[EXTRAIT DE DOCUMENT]
------------------------------------------------------------

Je n’en reviens pas, on
s’était habitué aux barrières, au
filtrage, il nous paraissait insupportable
au début, mais on avait fini par trouver
ça banal.
Hier soir, ils étaient deux,
je voyais le public au loin derrière les
grilles fermées, c’était interminable,
l’application ne fonctionnait pas, cela
prenait un temps fou.
Un monsieur en colère a jeté
son vélo contre un arbre, hors de lui, en
gueulant « vous commencez à nous faire
chier ! », et est reparti, fumasse…
J’ai joué.
Une dame à l’entrée a dit « je
suis venue sans le pass, juste pour leur
montrer à ceux qui sont dedans, qu’il y
aura des gens dehors, et les mettre mal à
l’aise ! J’aurais préféré qu’il y ait
moins de gens dedans, et plus de gens
dehors… »
Ce n’était pas le cas. On
s’attendait à ce que la jauge peine à se
remplir. Pas du tout.
Le gradin s’est bien garni, et
des loges, j’observai ce public. Mon
public.
Un public bien docile. La
crème des citoyens, ceux qui obéissent,
qui sont du bon côté de la barrière.
Et plus loin, les mains sur
les hauts barreaux, il y avait quelques
parias, qui s’étaient vu refuser l’entrée,
et qui les regardaient.

------------------------------------------------------------

[CONSIGNE 1] Pour chacune de ces affirmations, dites si elle correspond à l’extrait sur le contrôle du pass à l’entrée du spectacle, en répondant oui ou non et en citant les mots du texte qui tranchent. (a) L’application ne marchait pas hier soir. (b) Le gradin est resté presque vide. (c) La dame à l’entrée avait son pass.
[CONSIGNE 2] Poursuivez l’extrait sur le contrôle du pass à l’entrée du spectacle à partir de sa dernière phrase.

------------------------------------------------------------

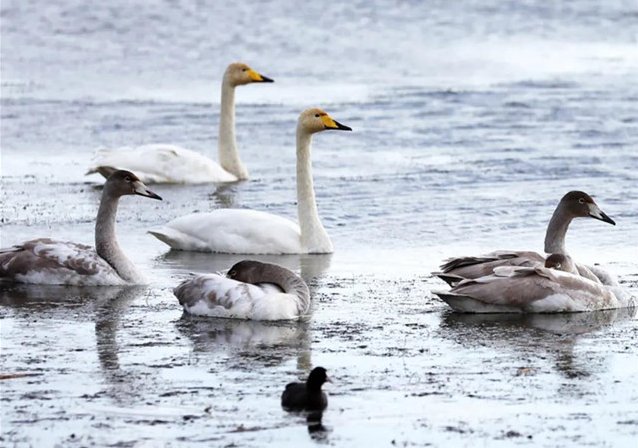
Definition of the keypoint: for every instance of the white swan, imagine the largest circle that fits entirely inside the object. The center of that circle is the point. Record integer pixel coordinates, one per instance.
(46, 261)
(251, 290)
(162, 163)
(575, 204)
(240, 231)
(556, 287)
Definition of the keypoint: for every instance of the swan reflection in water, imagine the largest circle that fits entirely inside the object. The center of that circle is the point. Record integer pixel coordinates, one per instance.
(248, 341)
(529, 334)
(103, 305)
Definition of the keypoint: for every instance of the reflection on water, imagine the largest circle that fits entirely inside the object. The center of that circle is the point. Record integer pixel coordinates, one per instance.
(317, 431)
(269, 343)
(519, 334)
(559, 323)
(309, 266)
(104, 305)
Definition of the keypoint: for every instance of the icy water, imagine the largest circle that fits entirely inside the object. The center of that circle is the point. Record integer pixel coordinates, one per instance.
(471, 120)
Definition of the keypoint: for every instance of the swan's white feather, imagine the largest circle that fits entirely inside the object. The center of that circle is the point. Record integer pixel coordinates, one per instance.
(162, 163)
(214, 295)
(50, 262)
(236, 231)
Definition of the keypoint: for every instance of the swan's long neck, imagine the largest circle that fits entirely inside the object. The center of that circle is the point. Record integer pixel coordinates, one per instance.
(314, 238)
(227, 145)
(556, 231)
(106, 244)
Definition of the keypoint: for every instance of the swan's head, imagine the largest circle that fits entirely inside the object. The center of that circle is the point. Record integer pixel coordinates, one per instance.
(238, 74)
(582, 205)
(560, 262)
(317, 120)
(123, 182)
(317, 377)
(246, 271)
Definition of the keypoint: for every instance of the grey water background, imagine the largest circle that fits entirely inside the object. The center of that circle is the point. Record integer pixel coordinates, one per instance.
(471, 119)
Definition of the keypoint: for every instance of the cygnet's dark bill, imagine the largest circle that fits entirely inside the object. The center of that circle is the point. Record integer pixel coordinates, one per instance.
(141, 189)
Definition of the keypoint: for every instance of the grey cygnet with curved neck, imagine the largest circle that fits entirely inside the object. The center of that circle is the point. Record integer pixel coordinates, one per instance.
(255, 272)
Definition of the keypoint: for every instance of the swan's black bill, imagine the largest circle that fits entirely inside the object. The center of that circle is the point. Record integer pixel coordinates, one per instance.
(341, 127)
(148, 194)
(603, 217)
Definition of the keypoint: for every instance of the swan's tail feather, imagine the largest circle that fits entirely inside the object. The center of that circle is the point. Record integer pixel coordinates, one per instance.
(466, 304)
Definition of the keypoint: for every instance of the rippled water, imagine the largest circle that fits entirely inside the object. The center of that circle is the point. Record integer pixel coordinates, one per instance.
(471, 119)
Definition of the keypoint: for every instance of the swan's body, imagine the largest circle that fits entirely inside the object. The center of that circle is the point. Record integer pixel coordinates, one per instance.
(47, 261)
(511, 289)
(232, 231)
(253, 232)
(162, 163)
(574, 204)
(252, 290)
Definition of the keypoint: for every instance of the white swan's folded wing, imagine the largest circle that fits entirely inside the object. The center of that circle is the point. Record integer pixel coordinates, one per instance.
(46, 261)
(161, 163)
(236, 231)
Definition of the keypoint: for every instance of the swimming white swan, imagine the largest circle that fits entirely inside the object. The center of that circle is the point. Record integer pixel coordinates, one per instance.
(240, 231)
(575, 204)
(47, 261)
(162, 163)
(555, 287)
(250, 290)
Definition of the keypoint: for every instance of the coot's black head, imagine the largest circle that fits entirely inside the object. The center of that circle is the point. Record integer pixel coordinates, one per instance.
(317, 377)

------------------------------------------------------------

[RÉPONSE ATTENDUE 1]
(a) Oui : « l’application ne fonctionnait pas ».
(b) Non : « Le gradin s’est bien garni ».
(c) Non : « je suis venue sans le pass ».

[RÉPONSE ATTENDUE 2]
Et moi, je suis monté sur
scène, j’ai fait mes appels à la liberté,
exhorté à la révolte…
Le théâtre de rue perd tout
son sens, mon spectacle perd tout son
sens, nos valeurs sont piétinées.
Les gens étaient sympas.
Normaux. Quand à la fin du spectacle je
leur ai exprimé ma gêne, ils semblaient
tous d’accord.
Avec l’équipe, dans la nuit,
on est retourné sur la table de
pique-nique, pour boire une bière, le
démontage terminé.
Nico, une seule injection, m’a
expliqué qu’il partait en vacance avec sa
gamine de 8 ans faire le tour de la
Bretagne, en T4. Ils iront au camping,
mais elle n’aura pas le droit d’aller au
bar du camping, au resto du camping, elle
devra manger sa glace à emporter, loin des
autres enfants attablés, elle n’aura pas
le droit d’aller à la piscine. Il est
dégouté.
Virginie, pass en poche, qui
refusait du monde ce soir, n’ira nulle
part où on lui demanderait son pass, elle
préfère ne rien vivre de collectif que de
cautionner cela.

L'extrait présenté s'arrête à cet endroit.